HOW TO COMPLETE THIS TASK. Retype precisely the section of the data that starts at the line containing "Target: green striped shirt" and runs to its final line, ends included.

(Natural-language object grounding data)
[Start of Attachment]
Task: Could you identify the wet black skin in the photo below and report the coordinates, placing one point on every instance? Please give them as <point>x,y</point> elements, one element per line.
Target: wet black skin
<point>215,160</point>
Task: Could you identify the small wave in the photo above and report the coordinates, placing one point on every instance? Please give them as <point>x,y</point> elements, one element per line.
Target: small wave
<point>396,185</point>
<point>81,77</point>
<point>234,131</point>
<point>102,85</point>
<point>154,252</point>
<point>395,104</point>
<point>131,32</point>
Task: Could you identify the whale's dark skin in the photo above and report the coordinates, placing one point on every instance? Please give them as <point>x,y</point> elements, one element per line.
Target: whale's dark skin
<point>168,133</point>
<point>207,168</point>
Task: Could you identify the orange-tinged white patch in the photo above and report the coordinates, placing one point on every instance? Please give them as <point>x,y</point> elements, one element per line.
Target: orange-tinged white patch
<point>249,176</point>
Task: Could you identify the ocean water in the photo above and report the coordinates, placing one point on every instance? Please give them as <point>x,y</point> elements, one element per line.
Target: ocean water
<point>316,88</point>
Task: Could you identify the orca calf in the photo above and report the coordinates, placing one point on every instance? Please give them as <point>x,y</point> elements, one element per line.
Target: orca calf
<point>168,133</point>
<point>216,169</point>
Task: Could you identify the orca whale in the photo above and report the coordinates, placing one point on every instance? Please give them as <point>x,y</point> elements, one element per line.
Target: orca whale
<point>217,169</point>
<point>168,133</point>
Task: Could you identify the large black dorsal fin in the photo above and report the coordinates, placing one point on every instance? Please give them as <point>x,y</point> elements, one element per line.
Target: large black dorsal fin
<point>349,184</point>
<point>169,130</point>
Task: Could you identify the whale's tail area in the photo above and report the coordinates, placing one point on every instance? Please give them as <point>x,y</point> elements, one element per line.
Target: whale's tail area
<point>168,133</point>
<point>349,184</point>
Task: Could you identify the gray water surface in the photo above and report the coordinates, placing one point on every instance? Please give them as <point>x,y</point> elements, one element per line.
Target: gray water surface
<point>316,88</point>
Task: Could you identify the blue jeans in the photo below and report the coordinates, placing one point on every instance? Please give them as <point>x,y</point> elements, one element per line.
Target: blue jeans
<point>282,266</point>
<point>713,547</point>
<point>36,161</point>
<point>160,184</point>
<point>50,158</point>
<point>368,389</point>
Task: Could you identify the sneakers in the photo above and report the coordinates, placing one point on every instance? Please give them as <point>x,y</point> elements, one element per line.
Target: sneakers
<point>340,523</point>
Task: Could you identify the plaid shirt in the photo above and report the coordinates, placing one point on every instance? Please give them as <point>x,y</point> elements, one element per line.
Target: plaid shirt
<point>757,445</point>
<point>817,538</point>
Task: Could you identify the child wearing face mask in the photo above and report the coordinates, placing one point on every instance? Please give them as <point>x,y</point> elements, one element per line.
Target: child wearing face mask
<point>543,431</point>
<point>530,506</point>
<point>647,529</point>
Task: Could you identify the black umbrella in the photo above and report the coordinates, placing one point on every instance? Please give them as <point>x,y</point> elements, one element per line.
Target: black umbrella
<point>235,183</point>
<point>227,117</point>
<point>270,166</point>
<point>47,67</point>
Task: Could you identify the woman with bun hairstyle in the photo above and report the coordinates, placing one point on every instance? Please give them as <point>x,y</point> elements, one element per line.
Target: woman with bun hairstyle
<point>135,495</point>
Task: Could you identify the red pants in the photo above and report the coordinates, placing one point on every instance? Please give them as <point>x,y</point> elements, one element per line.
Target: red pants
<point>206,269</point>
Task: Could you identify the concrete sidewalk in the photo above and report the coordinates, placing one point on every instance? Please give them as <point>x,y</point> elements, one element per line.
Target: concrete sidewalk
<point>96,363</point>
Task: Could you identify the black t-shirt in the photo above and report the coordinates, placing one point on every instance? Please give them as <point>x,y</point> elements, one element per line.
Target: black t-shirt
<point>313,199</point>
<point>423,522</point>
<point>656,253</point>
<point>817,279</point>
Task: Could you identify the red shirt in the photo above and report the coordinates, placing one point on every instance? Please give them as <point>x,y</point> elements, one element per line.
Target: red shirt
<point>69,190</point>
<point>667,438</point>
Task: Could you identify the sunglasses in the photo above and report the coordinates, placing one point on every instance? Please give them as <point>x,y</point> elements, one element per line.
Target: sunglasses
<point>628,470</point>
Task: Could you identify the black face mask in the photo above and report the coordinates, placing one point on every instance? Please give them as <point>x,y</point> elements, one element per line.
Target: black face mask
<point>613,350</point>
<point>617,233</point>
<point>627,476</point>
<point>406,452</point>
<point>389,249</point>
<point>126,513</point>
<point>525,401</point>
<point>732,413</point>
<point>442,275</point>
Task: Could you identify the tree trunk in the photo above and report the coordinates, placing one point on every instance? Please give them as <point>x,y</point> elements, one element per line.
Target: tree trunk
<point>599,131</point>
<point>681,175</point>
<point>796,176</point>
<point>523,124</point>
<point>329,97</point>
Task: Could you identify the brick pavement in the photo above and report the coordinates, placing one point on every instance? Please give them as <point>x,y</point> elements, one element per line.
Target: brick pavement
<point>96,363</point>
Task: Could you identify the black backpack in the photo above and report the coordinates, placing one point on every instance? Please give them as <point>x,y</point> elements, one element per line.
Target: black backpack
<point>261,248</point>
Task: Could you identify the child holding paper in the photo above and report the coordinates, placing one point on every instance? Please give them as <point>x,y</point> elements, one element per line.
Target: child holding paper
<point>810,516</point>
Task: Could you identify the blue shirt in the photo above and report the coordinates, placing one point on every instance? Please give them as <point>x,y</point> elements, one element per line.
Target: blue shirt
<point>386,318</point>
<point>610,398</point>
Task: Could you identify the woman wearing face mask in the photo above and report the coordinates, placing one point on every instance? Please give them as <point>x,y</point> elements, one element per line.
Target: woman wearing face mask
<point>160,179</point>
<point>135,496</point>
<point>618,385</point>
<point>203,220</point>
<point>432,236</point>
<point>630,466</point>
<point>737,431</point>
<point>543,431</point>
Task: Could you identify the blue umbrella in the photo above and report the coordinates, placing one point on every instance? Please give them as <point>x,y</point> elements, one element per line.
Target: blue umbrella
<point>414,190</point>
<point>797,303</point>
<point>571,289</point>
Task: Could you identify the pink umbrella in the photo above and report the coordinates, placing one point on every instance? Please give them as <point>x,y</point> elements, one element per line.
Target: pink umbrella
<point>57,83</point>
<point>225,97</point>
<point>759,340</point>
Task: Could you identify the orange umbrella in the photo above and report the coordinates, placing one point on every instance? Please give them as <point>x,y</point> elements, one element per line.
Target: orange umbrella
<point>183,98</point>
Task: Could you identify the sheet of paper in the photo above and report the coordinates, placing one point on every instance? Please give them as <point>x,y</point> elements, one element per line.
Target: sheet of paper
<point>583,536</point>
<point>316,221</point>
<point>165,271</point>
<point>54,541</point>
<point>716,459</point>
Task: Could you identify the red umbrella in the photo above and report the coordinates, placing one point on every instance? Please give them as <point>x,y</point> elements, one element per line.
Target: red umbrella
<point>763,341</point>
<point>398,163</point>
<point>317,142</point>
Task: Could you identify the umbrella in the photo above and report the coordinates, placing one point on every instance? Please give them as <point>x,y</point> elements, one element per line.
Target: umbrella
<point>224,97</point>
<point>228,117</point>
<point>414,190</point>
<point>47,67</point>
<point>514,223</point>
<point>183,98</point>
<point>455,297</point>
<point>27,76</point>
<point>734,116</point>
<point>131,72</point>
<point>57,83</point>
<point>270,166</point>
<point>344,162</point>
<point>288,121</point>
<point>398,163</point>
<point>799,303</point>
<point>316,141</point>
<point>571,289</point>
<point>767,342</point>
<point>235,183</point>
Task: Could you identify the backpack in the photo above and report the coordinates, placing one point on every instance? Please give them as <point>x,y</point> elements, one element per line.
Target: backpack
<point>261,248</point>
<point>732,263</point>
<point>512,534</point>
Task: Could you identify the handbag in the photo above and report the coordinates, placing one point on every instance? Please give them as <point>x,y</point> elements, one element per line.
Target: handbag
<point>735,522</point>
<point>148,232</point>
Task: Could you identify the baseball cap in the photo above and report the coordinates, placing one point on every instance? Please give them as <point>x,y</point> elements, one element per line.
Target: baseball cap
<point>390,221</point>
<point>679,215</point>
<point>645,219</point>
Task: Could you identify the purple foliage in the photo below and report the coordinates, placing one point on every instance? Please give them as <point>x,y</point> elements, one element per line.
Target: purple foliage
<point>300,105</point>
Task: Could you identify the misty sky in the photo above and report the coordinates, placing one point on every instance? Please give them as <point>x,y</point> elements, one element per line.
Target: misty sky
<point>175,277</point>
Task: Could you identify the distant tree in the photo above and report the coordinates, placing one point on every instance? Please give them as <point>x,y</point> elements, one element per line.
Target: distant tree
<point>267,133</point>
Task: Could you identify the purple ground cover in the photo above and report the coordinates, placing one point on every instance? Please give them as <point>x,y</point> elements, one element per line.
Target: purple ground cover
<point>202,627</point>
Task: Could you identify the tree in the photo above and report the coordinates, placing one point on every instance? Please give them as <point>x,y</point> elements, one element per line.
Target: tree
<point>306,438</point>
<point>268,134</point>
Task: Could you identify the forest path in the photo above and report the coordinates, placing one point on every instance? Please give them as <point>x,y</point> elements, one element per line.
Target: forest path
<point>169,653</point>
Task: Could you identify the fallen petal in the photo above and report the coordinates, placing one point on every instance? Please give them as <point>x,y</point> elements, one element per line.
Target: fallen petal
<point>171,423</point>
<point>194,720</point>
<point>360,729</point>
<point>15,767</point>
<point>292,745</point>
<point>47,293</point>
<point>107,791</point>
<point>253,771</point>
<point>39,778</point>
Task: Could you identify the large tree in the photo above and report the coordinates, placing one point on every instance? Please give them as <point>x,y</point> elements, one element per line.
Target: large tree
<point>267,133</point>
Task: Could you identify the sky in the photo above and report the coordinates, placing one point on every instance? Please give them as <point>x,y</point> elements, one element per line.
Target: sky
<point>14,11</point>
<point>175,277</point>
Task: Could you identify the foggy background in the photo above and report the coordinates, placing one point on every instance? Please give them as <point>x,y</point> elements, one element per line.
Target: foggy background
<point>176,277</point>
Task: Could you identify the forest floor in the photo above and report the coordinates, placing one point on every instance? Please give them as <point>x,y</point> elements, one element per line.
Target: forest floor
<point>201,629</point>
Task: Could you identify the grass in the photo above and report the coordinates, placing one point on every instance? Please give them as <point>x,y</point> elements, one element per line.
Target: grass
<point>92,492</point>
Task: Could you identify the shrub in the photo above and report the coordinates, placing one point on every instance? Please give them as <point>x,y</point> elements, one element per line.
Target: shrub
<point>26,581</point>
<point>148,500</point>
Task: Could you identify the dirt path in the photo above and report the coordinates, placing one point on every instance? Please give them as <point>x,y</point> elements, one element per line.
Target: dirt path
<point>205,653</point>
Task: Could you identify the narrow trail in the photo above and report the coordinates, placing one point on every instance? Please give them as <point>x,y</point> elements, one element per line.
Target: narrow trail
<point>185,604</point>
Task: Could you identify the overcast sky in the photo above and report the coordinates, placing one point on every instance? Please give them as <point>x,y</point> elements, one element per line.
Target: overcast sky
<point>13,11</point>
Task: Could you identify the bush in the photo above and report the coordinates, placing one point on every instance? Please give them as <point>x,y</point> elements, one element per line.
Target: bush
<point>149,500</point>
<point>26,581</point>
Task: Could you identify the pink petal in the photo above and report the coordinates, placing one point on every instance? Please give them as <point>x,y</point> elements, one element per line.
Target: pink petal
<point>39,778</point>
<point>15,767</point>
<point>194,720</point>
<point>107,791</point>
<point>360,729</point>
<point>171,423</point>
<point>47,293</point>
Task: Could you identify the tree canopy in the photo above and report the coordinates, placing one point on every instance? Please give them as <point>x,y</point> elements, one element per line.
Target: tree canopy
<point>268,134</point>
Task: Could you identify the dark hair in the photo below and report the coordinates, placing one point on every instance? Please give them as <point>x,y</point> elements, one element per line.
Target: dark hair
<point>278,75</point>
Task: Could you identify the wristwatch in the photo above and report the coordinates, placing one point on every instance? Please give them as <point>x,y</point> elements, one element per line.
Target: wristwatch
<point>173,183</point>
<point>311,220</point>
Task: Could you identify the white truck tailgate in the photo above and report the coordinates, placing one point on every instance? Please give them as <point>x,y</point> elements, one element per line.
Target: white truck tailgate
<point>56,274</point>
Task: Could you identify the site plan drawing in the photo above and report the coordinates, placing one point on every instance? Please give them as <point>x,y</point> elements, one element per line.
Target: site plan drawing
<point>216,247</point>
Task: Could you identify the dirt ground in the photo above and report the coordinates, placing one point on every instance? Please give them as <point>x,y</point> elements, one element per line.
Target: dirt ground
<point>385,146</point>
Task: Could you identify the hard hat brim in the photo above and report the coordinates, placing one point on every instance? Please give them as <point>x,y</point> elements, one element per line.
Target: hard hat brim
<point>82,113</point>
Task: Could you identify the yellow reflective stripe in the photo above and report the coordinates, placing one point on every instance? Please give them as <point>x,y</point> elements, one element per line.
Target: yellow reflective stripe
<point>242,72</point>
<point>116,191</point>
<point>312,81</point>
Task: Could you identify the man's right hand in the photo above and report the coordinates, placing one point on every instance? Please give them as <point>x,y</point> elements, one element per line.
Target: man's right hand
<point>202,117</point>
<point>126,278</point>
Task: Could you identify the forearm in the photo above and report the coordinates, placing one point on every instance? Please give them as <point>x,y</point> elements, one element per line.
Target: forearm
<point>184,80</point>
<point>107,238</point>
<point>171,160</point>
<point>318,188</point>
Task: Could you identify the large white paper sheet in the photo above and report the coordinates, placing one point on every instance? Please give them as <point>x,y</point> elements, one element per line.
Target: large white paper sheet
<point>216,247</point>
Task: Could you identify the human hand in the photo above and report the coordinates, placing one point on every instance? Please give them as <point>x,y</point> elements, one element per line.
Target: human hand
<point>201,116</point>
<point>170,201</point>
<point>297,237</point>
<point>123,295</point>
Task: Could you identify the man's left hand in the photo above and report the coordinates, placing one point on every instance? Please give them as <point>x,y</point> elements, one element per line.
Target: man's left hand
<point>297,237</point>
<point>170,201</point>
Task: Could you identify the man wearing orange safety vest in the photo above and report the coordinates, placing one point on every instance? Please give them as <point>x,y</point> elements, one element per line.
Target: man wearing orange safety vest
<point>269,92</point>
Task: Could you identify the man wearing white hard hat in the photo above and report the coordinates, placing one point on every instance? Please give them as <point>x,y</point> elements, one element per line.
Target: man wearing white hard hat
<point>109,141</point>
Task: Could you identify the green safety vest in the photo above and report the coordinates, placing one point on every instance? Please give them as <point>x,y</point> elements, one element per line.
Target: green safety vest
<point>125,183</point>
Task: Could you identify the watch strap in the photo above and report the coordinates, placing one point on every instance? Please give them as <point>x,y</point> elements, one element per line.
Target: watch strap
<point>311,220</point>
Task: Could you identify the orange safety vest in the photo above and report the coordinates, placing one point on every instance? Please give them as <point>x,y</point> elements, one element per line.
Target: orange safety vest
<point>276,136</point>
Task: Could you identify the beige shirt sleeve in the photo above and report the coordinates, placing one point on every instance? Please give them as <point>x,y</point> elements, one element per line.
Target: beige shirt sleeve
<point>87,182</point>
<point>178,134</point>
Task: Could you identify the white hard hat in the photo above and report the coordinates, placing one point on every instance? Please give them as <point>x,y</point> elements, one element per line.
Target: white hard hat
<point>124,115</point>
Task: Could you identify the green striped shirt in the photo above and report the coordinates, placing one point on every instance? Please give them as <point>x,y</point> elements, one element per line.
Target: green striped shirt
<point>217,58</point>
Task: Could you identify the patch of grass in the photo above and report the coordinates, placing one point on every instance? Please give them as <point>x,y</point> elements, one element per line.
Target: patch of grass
[End of Attachment]
SOLUTION BELOW.
Target: green striped shirt
<point>217,58</point>
Task: Could you identify the patch of grass in the photo above and report the coordinates, placing one point on every instance? Please give them as <point>x,y</point> elements, one element per line.
Target: patch of grass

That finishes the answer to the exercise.